[Stored data]

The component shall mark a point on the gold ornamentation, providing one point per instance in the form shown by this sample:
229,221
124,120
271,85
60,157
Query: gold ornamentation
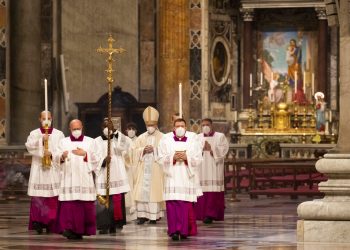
110,51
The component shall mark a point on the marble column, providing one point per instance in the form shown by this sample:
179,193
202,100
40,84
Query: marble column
26,91
173,59
322,75
247,54
328,219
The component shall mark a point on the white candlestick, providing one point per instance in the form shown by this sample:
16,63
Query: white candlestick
295,81
46,105
250,80
180,100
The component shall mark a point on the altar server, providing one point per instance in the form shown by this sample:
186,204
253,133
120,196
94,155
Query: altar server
77,216
180,156
211,174
148,186
114,217
44,181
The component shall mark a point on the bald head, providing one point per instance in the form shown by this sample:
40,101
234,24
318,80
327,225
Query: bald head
75,125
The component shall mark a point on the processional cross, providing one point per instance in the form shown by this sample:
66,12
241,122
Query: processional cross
110,51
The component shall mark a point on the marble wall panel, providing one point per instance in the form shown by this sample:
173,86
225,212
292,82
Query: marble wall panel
3,48
85,26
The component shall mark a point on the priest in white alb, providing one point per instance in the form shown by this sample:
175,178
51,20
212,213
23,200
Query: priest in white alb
148,188
77,195
215,146
114,217
130,205
180,156
44,181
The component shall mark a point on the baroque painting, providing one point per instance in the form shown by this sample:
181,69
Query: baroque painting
288,62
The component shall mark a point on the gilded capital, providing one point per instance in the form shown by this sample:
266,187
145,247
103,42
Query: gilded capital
321,13
248,14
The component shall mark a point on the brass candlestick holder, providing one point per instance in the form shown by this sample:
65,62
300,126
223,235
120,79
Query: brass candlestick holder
295,120
46,160
261,118
250,117
304,121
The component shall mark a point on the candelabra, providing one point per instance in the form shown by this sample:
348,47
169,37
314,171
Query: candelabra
250,117
261,118
303,121
295,121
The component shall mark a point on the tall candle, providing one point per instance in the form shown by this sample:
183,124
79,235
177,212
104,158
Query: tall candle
313,84
46,105
180,99
295,81
250,80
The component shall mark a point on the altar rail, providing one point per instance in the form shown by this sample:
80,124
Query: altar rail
14,172
300,150
292,177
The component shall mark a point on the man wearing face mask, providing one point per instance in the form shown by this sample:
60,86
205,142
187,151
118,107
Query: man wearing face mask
114,217
180,156
211,174
79,158
149,175
131,130
44,183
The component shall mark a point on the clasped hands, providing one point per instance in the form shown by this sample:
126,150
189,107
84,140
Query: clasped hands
78,151
180,156
148,149
207,146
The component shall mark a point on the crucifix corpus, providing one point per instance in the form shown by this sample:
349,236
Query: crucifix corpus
110,51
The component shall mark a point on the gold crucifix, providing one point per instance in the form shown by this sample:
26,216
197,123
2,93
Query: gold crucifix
110,51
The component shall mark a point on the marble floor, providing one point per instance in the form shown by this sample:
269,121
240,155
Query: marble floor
264,223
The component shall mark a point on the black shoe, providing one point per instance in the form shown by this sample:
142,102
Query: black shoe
70,235
103,231
37,226
175,237
141,221
208,220
182,237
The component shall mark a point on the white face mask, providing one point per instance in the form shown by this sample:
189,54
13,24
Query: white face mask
76,133
151,129
105,131
180,131
206,130
131,133
44,122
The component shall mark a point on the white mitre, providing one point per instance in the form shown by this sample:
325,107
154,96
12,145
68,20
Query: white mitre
150,116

-- Aim of the task --
Reproduce the records verbatim, starting at the line that contains "The component shall mark a point on the black" and continuing through the end of the records, with both ends included.

-- Answer to the exercise --
The component shall mark a point on the black shoe, providing one point per instance in the form shown by this sample:
142,102
Query: black shoe
70,235
103,231
37,226
175,237
141,221
208,220
182,237
The component shall mark a point on the white face mask, providing one point per instance in the form shown by this sample:
189,54
13,24
Query: white face mask
76,133
151,129
105,131
180,131
206,130
131,133
44,122
The component shall mark a point on the white mitre, providing one point per instance in the form shown by this sample:
325,107
154,96
12,145
68,20
Query: white mitre
150,116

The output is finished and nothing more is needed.